(TASK DIRECTIONS) List every line in the entries below that contains the word "tower", copying each line in full. Match case exactly.

── EXTRACTED DATA

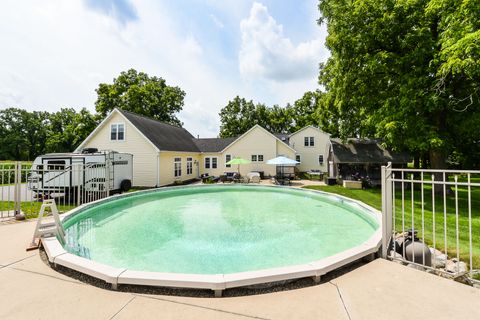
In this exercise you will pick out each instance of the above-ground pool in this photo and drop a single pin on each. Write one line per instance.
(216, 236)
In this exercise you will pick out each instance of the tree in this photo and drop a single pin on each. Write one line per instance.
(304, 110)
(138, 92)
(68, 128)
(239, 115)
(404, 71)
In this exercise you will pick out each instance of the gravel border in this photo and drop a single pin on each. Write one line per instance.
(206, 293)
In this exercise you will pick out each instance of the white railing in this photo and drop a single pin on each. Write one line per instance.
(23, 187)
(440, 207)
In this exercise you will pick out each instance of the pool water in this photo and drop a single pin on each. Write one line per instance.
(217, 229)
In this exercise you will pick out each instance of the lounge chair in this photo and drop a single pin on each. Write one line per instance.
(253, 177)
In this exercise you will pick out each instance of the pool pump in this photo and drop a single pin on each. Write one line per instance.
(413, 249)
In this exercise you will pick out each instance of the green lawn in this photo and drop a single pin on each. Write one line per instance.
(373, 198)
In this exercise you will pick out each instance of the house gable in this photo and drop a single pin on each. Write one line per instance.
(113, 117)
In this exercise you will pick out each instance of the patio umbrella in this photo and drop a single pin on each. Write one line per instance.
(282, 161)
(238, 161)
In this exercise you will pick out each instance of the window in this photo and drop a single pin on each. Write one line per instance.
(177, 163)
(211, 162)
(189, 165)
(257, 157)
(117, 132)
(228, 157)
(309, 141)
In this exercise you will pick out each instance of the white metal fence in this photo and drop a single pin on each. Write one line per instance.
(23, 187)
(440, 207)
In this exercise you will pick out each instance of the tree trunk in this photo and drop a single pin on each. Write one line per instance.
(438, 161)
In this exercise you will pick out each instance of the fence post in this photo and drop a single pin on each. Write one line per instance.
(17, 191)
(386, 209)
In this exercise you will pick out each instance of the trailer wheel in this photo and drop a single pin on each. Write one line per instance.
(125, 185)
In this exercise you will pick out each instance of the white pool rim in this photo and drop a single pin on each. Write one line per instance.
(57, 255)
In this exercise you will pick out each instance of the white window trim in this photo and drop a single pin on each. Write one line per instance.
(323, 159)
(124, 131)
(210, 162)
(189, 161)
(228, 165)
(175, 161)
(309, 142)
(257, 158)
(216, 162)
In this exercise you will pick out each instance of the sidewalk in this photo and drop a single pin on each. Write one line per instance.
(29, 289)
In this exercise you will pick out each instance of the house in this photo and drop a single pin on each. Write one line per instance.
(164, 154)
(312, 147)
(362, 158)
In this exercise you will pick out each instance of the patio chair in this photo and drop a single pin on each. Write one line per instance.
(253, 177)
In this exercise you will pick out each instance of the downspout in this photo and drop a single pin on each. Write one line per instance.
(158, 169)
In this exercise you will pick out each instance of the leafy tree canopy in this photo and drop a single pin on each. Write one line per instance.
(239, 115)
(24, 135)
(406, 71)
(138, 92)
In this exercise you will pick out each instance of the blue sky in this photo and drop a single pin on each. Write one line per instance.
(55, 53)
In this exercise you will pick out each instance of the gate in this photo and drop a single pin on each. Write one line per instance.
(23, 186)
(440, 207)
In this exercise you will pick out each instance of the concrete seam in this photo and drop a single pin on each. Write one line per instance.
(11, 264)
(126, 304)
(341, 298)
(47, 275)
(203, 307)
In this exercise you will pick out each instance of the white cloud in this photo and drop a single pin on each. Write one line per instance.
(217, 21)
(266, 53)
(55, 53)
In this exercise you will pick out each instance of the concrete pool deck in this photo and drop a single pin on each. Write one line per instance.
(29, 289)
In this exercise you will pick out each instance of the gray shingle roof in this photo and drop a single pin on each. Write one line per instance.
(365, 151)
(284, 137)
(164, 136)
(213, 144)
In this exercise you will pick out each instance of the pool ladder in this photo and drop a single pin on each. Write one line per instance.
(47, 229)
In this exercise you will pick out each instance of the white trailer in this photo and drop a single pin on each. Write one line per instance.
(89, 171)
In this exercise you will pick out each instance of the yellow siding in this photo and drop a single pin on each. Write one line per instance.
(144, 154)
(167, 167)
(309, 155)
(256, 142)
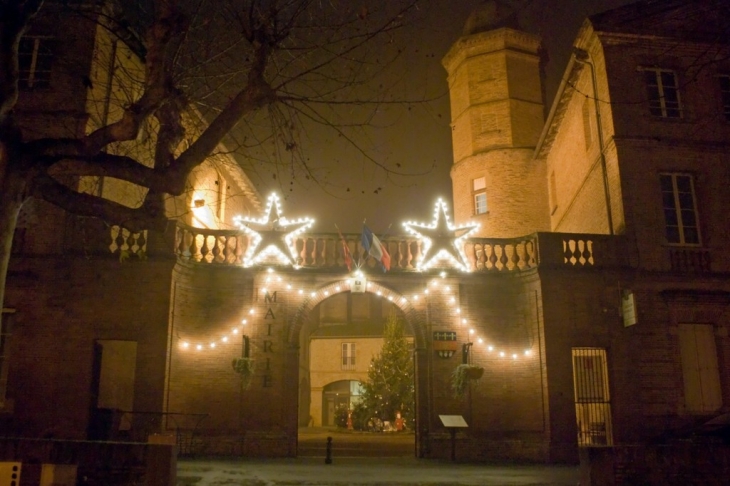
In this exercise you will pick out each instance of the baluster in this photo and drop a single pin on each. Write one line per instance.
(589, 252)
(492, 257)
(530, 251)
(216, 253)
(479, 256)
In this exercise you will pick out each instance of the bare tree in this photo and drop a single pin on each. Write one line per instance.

────
── EXTRACTED DATA

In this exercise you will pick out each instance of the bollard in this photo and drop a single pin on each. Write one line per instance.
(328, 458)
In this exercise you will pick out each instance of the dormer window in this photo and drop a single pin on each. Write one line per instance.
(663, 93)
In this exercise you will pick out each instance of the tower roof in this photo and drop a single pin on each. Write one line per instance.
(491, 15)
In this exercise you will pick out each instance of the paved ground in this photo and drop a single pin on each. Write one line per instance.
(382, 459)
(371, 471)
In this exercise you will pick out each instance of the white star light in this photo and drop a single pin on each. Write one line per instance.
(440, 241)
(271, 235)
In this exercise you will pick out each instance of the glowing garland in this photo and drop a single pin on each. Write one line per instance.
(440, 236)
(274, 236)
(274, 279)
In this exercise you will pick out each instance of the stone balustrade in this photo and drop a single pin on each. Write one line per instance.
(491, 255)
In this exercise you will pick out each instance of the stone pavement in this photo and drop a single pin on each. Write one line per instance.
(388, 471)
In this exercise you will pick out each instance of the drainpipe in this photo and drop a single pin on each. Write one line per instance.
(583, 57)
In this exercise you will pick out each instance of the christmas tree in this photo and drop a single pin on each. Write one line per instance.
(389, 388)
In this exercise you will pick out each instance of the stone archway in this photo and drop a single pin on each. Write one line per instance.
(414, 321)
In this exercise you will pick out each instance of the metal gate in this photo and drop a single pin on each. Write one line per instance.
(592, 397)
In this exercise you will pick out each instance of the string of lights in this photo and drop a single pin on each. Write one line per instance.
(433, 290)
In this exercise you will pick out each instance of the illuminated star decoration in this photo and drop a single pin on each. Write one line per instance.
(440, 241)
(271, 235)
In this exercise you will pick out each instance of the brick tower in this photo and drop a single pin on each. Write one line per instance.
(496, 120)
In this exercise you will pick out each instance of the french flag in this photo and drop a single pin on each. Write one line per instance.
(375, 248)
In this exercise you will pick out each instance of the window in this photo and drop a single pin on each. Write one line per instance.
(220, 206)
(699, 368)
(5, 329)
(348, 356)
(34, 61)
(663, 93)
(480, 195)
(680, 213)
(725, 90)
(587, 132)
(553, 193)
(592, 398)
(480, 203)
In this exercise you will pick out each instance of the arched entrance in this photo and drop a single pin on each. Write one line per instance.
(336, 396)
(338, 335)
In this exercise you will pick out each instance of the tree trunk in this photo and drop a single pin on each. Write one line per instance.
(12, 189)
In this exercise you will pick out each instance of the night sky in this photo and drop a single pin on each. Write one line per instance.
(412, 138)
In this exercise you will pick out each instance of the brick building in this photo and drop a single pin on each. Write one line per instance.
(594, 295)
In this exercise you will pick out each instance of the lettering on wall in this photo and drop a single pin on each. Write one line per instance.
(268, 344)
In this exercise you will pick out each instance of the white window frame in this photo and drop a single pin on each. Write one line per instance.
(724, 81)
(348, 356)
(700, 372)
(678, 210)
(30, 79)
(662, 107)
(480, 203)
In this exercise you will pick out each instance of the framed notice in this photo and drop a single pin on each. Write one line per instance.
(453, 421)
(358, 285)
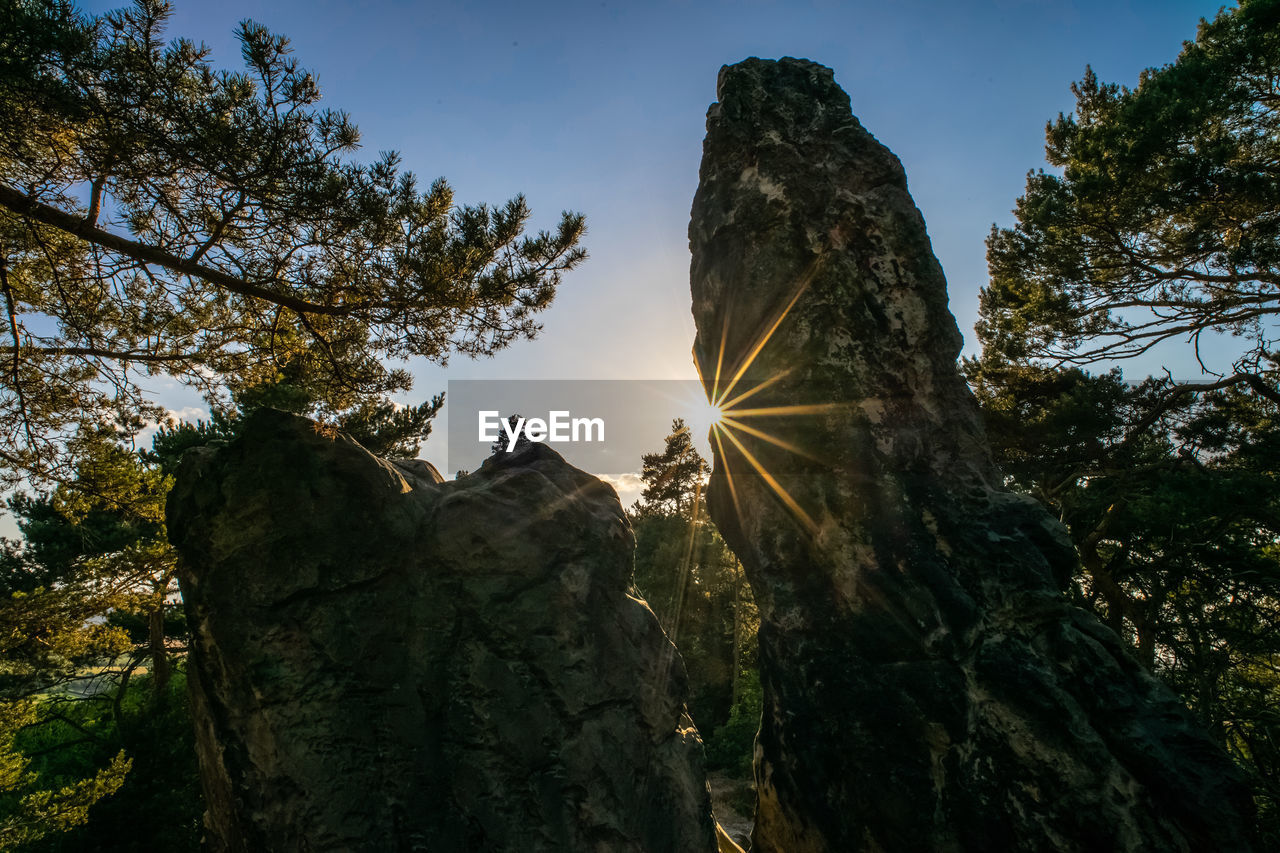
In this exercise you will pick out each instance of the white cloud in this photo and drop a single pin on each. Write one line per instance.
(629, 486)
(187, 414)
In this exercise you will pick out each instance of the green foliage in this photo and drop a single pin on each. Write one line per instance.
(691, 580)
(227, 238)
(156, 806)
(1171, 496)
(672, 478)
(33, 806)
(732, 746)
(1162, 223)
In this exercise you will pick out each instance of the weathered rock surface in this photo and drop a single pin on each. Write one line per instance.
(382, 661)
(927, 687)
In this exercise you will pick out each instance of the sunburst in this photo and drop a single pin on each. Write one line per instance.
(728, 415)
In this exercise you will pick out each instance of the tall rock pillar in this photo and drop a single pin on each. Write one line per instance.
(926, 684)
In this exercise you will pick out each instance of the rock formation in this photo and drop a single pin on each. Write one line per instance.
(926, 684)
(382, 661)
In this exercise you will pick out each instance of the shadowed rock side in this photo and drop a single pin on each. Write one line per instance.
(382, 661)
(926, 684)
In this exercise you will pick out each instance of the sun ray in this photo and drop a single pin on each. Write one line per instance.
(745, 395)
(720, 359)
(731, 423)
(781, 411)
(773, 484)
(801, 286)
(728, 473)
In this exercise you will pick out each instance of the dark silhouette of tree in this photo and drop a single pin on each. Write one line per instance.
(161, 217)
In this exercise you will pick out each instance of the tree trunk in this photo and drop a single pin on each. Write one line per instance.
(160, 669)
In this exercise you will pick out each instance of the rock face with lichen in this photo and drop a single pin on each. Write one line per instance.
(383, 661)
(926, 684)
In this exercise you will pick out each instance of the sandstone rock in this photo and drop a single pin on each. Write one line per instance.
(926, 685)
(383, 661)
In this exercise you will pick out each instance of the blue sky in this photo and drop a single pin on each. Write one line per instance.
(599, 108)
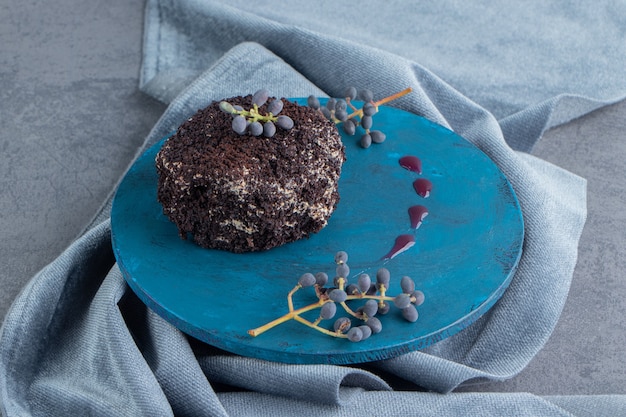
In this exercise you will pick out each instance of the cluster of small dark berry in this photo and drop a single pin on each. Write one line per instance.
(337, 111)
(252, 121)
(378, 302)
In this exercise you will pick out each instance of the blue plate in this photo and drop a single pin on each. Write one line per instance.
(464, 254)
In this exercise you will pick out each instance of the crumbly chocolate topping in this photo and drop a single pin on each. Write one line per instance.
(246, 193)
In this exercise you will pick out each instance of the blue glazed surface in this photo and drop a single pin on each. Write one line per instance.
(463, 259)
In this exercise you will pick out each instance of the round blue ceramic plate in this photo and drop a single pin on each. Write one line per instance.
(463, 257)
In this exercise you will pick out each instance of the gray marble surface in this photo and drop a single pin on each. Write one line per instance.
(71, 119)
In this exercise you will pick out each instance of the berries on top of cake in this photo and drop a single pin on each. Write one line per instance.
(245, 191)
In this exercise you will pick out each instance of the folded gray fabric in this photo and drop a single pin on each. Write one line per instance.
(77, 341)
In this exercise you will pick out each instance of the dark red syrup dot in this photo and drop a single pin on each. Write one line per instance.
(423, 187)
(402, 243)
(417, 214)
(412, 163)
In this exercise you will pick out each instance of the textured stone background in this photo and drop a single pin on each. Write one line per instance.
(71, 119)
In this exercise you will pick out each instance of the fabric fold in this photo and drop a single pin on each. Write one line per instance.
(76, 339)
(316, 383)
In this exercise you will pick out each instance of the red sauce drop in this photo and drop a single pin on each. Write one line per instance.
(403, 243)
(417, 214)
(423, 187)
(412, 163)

────

(FINISHED TASK)
In this exercise you will pick out each instance of the tower roof in this photo and drop a single pin on each. Write one line per instance.
In this exercise you will pick out each instance of the brick tower in this photo and drop a single pin on each. Write one line per instance.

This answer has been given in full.